-- EXERCISE DESCRIPTION --
Wherever the word "railing" shows up in the data, report the line it sits in.

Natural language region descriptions
———

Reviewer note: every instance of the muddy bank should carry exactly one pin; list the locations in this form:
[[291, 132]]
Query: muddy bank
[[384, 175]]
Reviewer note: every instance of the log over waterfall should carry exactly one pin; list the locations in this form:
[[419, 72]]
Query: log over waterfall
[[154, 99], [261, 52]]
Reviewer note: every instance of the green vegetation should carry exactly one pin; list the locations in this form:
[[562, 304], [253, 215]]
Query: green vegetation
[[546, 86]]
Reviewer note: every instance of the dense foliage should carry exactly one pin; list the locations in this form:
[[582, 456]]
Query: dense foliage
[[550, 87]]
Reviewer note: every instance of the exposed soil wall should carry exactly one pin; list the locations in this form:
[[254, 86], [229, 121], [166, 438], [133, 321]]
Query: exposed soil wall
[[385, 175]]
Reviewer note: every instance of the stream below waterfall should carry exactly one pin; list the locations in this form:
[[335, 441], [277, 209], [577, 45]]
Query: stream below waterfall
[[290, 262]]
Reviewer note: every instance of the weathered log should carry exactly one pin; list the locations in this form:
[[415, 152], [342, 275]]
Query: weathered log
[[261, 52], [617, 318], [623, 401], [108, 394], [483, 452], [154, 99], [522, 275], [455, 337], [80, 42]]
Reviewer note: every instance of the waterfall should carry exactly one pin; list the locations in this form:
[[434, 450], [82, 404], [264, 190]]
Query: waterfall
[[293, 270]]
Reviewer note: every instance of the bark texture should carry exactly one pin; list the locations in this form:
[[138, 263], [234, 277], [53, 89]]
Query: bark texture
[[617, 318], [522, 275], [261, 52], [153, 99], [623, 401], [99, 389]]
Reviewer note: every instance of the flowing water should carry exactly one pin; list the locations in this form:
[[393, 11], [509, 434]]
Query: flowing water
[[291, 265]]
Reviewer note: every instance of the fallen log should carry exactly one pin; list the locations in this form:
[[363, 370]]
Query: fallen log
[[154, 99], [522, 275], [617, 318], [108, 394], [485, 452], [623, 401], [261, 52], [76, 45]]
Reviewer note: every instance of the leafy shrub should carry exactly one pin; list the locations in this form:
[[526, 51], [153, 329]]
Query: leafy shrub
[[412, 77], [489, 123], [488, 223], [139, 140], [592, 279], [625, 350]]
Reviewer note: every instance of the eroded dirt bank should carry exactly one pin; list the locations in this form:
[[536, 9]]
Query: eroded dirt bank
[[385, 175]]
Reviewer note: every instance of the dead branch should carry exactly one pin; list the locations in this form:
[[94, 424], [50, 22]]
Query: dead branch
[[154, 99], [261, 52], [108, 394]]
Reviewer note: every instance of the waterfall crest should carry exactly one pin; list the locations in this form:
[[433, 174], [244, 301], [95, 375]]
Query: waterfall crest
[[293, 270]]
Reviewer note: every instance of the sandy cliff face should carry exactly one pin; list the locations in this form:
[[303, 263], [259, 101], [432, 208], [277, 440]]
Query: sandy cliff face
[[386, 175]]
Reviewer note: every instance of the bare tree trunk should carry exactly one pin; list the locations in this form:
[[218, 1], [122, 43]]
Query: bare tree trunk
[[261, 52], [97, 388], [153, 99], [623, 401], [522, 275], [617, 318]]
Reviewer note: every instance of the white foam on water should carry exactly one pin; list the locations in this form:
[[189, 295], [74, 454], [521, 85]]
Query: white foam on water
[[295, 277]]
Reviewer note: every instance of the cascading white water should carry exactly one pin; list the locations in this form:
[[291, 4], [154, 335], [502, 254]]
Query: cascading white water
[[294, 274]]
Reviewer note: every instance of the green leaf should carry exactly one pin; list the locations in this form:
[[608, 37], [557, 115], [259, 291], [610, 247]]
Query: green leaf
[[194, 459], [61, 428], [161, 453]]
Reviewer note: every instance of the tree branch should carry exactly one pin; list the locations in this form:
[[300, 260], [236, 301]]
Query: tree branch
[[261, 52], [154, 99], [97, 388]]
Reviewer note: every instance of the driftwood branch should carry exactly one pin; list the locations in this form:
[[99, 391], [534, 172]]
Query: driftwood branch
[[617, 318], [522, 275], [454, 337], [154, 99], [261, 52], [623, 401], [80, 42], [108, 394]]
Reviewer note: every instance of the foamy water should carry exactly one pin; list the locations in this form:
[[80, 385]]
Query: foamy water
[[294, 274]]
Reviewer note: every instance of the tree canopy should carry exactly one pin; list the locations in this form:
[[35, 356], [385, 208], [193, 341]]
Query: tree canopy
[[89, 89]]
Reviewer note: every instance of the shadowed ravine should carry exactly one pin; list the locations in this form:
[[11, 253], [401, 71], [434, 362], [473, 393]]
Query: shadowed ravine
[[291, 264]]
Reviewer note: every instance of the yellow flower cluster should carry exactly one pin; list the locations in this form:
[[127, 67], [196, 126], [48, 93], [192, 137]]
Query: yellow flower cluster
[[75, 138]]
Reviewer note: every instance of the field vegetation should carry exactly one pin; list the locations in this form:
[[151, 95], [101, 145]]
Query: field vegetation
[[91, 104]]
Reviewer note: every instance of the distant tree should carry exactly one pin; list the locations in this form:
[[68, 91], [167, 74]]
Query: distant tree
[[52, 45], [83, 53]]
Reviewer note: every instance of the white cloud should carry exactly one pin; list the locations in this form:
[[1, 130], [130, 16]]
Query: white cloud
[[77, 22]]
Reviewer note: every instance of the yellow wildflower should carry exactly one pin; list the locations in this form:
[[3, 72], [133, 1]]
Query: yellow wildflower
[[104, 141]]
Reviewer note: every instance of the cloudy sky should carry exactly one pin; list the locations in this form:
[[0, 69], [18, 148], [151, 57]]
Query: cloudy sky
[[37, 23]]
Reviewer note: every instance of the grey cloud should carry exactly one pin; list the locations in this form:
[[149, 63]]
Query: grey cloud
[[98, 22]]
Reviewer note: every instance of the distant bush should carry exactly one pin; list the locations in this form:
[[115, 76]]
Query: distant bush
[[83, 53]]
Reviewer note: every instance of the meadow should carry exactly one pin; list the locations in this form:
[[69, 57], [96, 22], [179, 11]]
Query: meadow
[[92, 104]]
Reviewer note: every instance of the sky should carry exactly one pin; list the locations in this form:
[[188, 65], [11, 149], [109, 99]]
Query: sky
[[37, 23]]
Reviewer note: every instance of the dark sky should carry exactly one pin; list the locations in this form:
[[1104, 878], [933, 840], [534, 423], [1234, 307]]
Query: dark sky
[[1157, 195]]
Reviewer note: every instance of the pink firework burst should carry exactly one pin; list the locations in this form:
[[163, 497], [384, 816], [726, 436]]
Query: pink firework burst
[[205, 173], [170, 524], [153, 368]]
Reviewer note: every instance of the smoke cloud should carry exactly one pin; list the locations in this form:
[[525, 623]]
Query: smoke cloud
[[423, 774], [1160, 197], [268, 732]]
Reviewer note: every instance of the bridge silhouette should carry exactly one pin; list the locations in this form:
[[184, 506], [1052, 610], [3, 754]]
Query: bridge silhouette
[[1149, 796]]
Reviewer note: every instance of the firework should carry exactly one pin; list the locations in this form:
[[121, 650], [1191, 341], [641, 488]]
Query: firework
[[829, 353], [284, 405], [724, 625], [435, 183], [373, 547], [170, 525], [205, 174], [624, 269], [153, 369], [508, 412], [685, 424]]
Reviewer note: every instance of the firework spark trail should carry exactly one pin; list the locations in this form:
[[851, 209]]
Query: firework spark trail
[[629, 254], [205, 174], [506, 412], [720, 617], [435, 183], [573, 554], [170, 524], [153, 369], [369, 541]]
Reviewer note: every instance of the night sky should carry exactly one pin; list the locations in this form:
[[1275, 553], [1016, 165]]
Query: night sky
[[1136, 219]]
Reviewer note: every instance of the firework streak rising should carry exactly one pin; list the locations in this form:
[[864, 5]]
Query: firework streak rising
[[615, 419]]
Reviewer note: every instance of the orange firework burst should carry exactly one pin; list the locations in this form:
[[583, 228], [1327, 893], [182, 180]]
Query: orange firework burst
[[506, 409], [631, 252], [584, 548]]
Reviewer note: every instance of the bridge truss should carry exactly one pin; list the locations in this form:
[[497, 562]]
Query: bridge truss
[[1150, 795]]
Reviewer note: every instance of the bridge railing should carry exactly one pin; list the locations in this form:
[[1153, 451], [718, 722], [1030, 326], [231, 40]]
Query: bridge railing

———

-- ANSWER --
Reviewer note: every instance of the bridge railing should carry exactly one pin; list the locations in this form:
Query: bridge railing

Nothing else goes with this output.